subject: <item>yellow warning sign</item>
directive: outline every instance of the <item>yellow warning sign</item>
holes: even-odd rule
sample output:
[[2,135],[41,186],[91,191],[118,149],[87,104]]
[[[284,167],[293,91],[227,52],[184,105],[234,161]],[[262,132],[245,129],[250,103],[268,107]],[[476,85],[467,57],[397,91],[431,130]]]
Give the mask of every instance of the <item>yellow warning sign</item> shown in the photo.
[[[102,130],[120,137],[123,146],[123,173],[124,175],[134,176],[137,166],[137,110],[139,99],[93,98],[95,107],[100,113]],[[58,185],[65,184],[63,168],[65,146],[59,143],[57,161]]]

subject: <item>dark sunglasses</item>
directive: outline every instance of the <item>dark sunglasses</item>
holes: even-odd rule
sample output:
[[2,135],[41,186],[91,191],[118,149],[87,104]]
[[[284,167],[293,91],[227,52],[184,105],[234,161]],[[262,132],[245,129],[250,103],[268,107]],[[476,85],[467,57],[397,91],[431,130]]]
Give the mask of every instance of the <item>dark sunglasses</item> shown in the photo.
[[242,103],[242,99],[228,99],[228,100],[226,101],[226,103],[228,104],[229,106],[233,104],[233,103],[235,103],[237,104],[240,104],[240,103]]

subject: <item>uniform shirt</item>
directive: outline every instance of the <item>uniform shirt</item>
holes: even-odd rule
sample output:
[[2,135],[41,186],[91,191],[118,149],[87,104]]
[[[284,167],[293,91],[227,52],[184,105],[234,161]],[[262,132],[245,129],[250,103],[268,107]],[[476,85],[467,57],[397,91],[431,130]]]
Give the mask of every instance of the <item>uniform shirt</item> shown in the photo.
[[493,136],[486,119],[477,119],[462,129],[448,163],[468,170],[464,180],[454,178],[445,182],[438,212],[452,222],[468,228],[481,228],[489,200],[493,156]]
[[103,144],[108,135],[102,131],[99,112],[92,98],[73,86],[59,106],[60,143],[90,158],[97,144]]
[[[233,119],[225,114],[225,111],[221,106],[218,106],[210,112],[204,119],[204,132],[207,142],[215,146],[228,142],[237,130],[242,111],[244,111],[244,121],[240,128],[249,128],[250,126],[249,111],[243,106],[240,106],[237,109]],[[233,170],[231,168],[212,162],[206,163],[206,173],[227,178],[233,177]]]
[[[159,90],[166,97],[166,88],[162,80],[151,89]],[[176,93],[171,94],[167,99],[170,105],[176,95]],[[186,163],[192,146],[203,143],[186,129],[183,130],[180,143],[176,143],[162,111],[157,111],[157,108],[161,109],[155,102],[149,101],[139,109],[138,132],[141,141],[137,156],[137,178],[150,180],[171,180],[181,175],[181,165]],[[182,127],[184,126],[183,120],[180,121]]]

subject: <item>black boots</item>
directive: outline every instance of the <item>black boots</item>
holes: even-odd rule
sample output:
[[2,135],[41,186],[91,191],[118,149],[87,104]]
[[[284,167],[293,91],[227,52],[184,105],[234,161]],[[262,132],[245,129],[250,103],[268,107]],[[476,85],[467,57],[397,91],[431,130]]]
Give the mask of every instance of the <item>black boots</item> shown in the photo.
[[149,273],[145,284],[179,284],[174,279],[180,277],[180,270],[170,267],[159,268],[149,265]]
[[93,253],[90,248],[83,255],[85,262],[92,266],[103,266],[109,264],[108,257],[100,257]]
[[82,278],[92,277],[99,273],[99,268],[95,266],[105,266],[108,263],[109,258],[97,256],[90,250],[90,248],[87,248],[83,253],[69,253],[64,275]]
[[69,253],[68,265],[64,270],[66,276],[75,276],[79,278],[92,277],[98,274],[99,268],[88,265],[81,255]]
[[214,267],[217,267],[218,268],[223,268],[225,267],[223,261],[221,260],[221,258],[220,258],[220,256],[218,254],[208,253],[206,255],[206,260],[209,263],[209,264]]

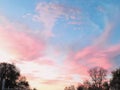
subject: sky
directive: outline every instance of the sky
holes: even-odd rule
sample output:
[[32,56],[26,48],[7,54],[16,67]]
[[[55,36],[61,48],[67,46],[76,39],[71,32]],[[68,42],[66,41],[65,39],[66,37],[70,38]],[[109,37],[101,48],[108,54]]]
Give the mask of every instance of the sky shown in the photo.
[[0,0],[0,62],[38,90],[64,90],[88,70],[120,67],[120,0]]

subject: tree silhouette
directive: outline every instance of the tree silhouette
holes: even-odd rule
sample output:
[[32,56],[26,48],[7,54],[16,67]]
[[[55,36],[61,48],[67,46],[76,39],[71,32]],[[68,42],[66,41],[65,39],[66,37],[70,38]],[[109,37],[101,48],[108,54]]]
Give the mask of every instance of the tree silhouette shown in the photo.
[[89,70],[89,75],[93,82],[93,90],[101,90],[103,81],[107,75],[107,70],[102,67],[94,67]]
[[112,72],[110,86],[112,90],[120,90],[120,68]]
[[0,89],[2,89],[3,81],[5,81],[6,88],[16,87],[16,80],[19,76],[20,72],[13,64],[0,63]]
[[104,90],[109,90],[109,88],[110,88],[110,85],[108,84],[108,82],[107,82],[107,81],[104,82],[104,83],[103,83],[103,89],[104,89]]
[[31,90],[28,81],[14,64],[0,63],[0,90],[3,84],[6,89]]
[[21,90],[28,90],[30,89],[29,87],[29,83],[28,81],[26,80],[26,77],[20,77],[18,82],[17,82],[17,87]]
[[77,87],[77,90],[84,90],[84,86],[83,86],[83,85],[79,85],[79,86]]

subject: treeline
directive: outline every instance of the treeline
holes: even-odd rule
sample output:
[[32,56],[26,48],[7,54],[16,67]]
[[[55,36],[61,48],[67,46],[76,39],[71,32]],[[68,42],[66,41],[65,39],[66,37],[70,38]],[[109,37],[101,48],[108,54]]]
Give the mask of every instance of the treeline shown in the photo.
[[32,89],[20,70],[9,63],[0,63],[0,90],[37,90]]
[[[112,71],[111,78],[106,79],[107,70],[94,67],[88,71],[90,80],[86,80],[77,87],[77,90],[120,90],[120,68]],[[75,90],[74,86],[65,87],[64,90]]]

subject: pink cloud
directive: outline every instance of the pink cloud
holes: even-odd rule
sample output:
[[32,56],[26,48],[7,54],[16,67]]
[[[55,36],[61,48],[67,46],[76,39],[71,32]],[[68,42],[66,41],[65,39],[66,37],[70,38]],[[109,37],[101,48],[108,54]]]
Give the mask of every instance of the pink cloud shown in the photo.
[[33,16],[33,20],[42,23],[44,31],[43,34],[46,37],[55,36],[52,32],[56,21],[58,19],[76,19],[76,16],[79,15],[80,10],[77,8],[66,7],[60,4],[54,3],[38,3],[36,6],[36,12]]
[[88,70],[92,67],[100,66],[109,70],[113,66],[111,59],[119,55],[119,52],[120,45],[107,48],[89,46],[76,53],[70,53],[61,69],[66,76],[77,74],[85,80],[89,76]]
[[19,59],[34,59],[42,55],[41,51],[45,48],[42,39],[27,33],[28,28],[19,28],[19,25],[7,19],[3,21],[5,21],[2,22],[3,25],[0,24],[0,48],[17,55]]

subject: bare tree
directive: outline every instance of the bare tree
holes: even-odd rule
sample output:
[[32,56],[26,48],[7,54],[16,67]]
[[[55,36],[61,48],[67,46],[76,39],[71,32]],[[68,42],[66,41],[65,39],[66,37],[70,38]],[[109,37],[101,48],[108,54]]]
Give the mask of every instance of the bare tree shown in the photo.
[[120,90],[120,68],[112,72],[112,79],[110,80],[111,90]]
[[102,67],[94,67],[89,70],[89,75],[92,79],[93,87],[97,88],[97,90],[100,90],[102,88],[103,81],[107,75],[107,70]]

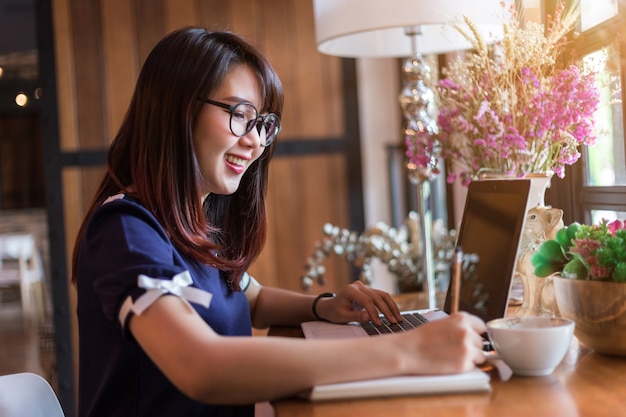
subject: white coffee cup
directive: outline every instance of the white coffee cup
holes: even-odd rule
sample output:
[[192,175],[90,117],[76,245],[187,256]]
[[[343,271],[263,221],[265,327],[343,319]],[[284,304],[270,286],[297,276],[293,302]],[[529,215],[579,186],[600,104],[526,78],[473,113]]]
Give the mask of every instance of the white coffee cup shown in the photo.
[[574,322],[557,317],[506,317],[487,323],[500,359],[522,376],[549,375],[565,357]]

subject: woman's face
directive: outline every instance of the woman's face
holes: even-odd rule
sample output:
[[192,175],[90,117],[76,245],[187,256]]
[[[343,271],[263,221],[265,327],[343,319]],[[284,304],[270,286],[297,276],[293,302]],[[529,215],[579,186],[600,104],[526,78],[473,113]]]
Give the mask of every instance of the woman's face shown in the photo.
[[[247,101],[257,109],[262,104],[258,78],[247,65],[232,67],[223,84],[207,98],[228,105]],[[237,137],[230,131],[229,122],[229,110],[206,103],[194,126],[193,146],[202,173],[202,195],[237,191],[244,172],[265,149],[257,129]]]

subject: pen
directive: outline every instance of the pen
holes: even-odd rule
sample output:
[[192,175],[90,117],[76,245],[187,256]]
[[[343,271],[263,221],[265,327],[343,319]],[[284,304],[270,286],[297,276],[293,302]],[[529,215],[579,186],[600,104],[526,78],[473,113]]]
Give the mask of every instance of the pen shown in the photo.
[[463,264],[463,249],[457,246],[454,250],[454,258],[452,260],[452,282],[450,292],[450,312],[459,311],[459,296],[461,292],[461,266]]

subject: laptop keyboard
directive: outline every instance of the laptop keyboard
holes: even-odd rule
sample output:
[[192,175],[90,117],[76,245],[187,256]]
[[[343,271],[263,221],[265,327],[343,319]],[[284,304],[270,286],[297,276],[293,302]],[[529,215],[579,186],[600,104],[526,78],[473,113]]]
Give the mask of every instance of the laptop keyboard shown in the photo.
[[361,323],[361,327],[363,327],[368,335],[375,336],[379,334],[406,332],[424,323],[428,323],[428,319],[419,313],[402,313],[402,319],[403,320],[399,323],[391,323],[383,317],[381,318],[382,324],[380,326],[368,321]]

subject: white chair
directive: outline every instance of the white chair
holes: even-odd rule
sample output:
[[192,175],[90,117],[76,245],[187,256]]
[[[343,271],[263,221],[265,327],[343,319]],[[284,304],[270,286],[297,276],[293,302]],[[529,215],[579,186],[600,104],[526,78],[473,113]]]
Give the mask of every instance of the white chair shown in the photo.
[[34,236],[0,235],[0,290],[19,287],[26,325],[36,326],[43,320],[43,278],[43,263]]
[[65,417],[54,390],[29,372],[0,376],[0,417]]

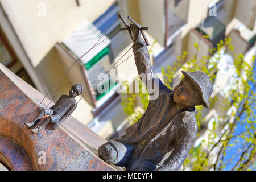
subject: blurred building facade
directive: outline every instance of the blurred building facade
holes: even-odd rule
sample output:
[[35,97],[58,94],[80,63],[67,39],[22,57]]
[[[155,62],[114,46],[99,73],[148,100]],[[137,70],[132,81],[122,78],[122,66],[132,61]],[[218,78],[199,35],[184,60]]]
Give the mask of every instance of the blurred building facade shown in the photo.
[[[127,31],[118,31],[123,26],[119,13],[150,27],[144,32],[151,44],[151,64],[163,78],[161,67],[172,66],[183,51],[188,52],[187,60],[192,59],[196,52],[194,43],[199,40],[199,56],[210,56],[209,49],[228,36],[237,55],[253,49],[255,12],[254,0],[0,0],[0,61],[43,94],[65,74],[47,96],[52,98],[60,85],[55,101],[68,93],[72,84],[82,83],[88,92],[72,115],[108,138],[129,125],[122,97],[115,88],[125,80],[133,84],[138,75],[133,56],[113,69],[115,75],[127,76],[110,77],[109,92],[97,92],[102,86],[97,76],[109,74],[115,63],[133,53],[129,51],[132,42]],[[106,31],[101,39],[104,41],[77,61]],[[203,37],[202,32],[209,39]],[[224,50],[223,56],[224,64],[232,64],[233,53]],[[179,81],[180,72],[173,86]],[[221,91],[233,73],[232,69],[217,73],[213,96],[223,97]],[[95,82],[98,82],[90,86]],[[216,105],[208,109],[206,120],[218,114],[221,111],[218,109]]]

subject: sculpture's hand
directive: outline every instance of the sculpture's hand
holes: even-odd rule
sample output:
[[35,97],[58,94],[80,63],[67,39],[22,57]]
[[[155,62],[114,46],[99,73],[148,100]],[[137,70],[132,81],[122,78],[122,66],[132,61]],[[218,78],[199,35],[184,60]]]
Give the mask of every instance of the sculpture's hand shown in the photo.
[[59,127],[59,126],[60,126],[60,122],[59,122],[59,121],[56,121],[56,122],[55,122],[53,124],[52,124],[52,129],[57,129],[58,127]]
[[141,35],[139,28],[134,23],[131,23],[130,24],[130,28],[131,31],[131,36],[133,36],[133,40],[136,41],[139,40],[141,38]]

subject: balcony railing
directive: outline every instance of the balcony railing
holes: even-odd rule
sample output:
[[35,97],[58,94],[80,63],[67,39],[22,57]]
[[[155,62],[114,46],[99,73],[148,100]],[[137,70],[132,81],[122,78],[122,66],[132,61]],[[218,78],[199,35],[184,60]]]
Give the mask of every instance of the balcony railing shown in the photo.
[[187,23],[188,0],[166,0],[166,46]]

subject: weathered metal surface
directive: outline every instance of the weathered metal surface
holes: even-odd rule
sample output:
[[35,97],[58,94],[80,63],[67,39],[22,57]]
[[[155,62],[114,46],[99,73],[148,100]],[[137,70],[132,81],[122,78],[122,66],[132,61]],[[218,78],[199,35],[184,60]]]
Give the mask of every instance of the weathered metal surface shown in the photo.
[[[61,128],[53,131],[49,126],[46,126],[40,133],[33,134],[24,123],[31,122],[36,117],[38,109],[29,97],[40,102],[43,96],[1,64],[0,69],[0,136],[15,141],[26,151],[34,170],[113,169],[91,151],[80,145]],[[23,87],[23,90],[18,86]],[[26,89],[31,90],[27,92],[30,93],[28,96],[23,92]],[[68,118],[66,122],[68,120]],[[94,135],[96,134],[93,134],[92,137]],[[46,152],[45,164],[38,163],[41,151]],[[13,160],[9,157],[7,159]],[[23,167],[26,168],[24,166]]]

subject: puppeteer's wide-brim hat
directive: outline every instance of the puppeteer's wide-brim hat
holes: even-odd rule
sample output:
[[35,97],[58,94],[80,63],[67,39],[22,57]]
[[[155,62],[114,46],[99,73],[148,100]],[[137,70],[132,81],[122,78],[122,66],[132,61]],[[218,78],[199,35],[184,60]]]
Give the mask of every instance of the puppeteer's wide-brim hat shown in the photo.
[[209,98],[213,91],[212,83],[209,76],[201,71],[188,72],[181,71],[181,72],[195,86],[201,97],[203,106],[208,108]]

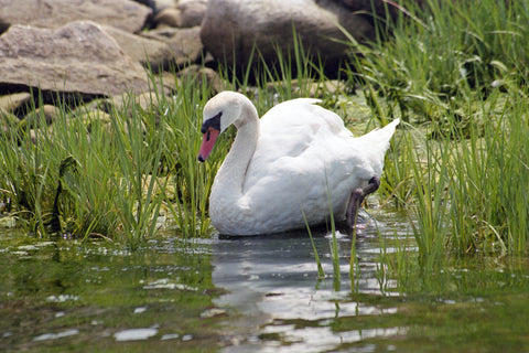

****************

▶ _AIM OF THE TASK_
Copy the rows word for word, starting at the line with "subject: puppeteer's wide-brim hat" and going on through the end of the rows. Omit the pictures.

▶ _EXERCISE ANSWER_
subject: puppeteer's wide-brim hat
directive: outline every instance of the puppeteer's wide-brim hat
holes: even-odd rule
sample output:
[[35,97],[58,94],[80,63],[67,39],[22,57]]
[[[155,62],[114,46],[99,73],[148,100]],[[137,70],[132,81],[122,78],[122,66],[132,61]],[[218,78],[199,35],[184,60]]]
Give the mask of every instance of the puppeteer's wide-brim hat shown in the photo.
[[209,98],[213,91],[212,83],[209,76],[201,71],[188,72],[181,71],[181,72],[195,86],[201,97],[203,106],[208,108]]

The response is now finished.